*Exercise text*:

★ ★ ★

Fantomina; or, Love in a Maze is a novel (Note: The work is referred to variously as a "novel", "novella", or a "piece of short fiction" by scholars.) by the English writer and actress Eliza Haywood, published in 1725. In it, the protagonist disguises herself as four different women in her efforts to understand how a man may interact with each individual persona. Part of the tradition of amatory fiction is to rewrite the story of the persecuted maiden into a story of feminine power and sexual desire.

==Plot summary==
The story opens in a playhouse in London where the unnamed main character, intrigued by the men at the theater and the attention they pay to the prostitutes there, decides to pretend being a prostitute herself. Disguised, she especially enjoys talking with Beauplaisir, whom she has encountered before, though previously constrained by her social status's formalities. He, not recognizing her, and believing her favors to be for sale, asks to meet her. She demurs and puts him off until the next evening.

★ ★ ★

*What you will do*:
a) List the terms that, according to the Fantomina excerpt, scholars use to describe the work.
b) Quote the Fantomina excerpt from the words "Fantomina; or, Love" up to and including the words "and sexual desire.".

*Material shown*:
★ ★ ★

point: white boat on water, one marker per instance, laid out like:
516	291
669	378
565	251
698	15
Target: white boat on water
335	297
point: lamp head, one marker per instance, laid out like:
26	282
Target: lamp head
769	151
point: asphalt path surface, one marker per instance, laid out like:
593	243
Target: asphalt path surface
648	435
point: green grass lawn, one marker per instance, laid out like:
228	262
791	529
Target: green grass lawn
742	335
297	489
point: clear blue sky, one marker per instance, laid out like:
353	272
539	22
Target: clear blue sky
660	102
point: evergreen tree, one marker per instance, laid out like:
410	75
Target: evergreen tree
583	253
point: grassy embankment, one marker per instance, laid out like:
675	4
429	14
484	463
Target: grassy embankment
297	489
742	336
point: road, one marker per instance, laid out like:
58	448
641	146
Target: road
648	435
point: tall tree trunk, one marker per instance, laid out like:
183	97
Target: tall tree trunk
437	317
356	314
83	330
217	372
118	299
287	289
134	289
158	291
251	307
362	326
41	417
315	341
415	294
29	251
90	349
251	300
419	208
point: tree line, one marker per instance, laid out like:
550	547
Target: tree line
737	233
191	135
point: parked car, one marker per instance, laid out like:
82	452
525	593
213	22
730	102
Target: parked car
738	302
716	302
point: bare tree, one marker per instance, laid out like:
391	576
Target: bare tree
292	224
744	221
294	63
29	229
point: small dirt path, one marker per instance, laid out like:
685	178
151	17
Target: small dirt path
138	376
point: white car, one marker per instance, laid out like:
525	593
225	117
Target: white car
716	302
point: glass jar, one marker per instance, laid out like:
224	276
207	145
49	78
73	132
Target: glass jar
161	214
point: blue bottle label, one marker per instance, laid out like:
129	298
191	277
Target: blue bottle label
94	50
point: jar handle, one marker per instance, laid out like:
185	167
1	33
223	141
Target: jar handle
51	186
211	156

★ ★ ★

*Answers below*:
a) "novel", "novella", "piece of short fiction"

b)
Fantomina; or, Love in a Maze is a novel (Note: The work is referred to variously as a "novel", "novella", or a "piece of short fiction" by scholars.) by the English writer and actress Eliza Haywood, published in 1725. In it, the protagonist disguises herself as four different women in her efforts to understand how a man may interact with each individual persona. Part of the tradition of amatory fiction is to rewrite the story of the persecuted maiden into a story of feminine power and sexual desire.